# Exercise text
+ + + + + + +
Virgo - Hope your o.k hun xxxxx

W1nsome - Good luck for tomorrow for your EC

Smurfette - Good luck for your scan tomorrow

Liz - I hope everything has gone well for you today  xxxxx


----------



## virgo1982 (Jan 31, 2011)

JayJay

I'm ok hun, holding my head high, well trying!! Just wish this damn bleed would hurry up!! Let me know how you get on Wed hun.. will be thinking of you xxx

Smurfette.. good luck for scan tomorrow xxx

W1nsome .. hope tomorrow goes well hun xxx

WombforImprovement.. How you got on today hun?!!xxx


----------



## Womb For improvement (Feb 20, 2011)

Hi All

Very good today thanks. 21 eggs!!! I am amazed. Now I have to hope the husbands swimmers are up to the job and don't get exhausted.

W1nsome, can't wait to hear how you get on. Sounds like you've got some excellent numbers.

Jay jay, a lot can happen in a few days, my numbers rocketed, so hope Wednesday gives you a very pleasant suprise.

Virgo, Glad you are feeling a bit better. Odd to wish a period on you, but hope it happens soon.
+ + + + + + +
Answer these questions from the forum thread:
(a) What is Smurfette wished good luck for tomorrow?
(b) How many eggs does the Womb For improvement post report?
(c) On what day does virgo1982 ask JayJay to say how she gets on?
The lines that come after this forum thread have nothing to do with it.

# Given material
+ + + + + + +
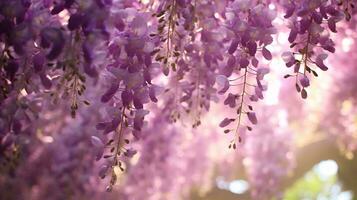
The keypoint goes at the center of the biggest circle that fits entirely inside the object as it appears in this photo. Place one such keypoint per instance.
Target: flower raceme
(118, 57)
+ + + + + + +
# Reply
(a) Her scan
(b) 21
(c) Wednesday